Top of Document section
Functional Linear Partial Quantile Regression with Guaranteed Convergence for Neuroimaging Data Analysis

Functional data such as curves and surfaces have become more and more common with modern technological advancements. The use of functional predictors remains challenging due to its inherent infinite dimensionality. The common practice is to project functional data into a finite dimensional space. The popular partial least square method has been well studied for the functional linear model (Delaigle and Hall in Ann Stat 40(1):322-352, 2012). As an alternative, quantile regression provides a robust and more comprehensive picture of the conditional distribution of a response when it is non-normal, heavy-tailed, or contaminated by outliers. While partial quantile regression (PQR) was proposed in (Yu et al. in Neurocomputing 195:74-87, 2016)[2], no theoretical guarantees were provided due to the iterative nature of the algorithm and the non-smoothness of quantile loss function. To address these issues, we propose an alternative PQR formulation with guaranteed convergence. This novel formulation motivates new theories and allows us to establish asymptotic properties. Numerical studies on a benchmark dataset show the superiority of our new approach. We also apply our novel method to a functional magnetic resonance imaging data to predict attention deficit hyperactivity disorder and a diffusion tensor imaging dataset to predict Alzheimer's disease.
Bottom of Document section
Top of Data for review
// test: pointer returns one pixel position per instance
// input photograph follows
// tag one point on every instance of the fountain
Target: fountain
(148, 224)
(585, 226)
Bottom of Data for review
In the abstract on functional linear partial quantile regression, what was not provided for the earlier partial quantile regression proposed by Yu et al.?

No theoretical guarantees were provided for it.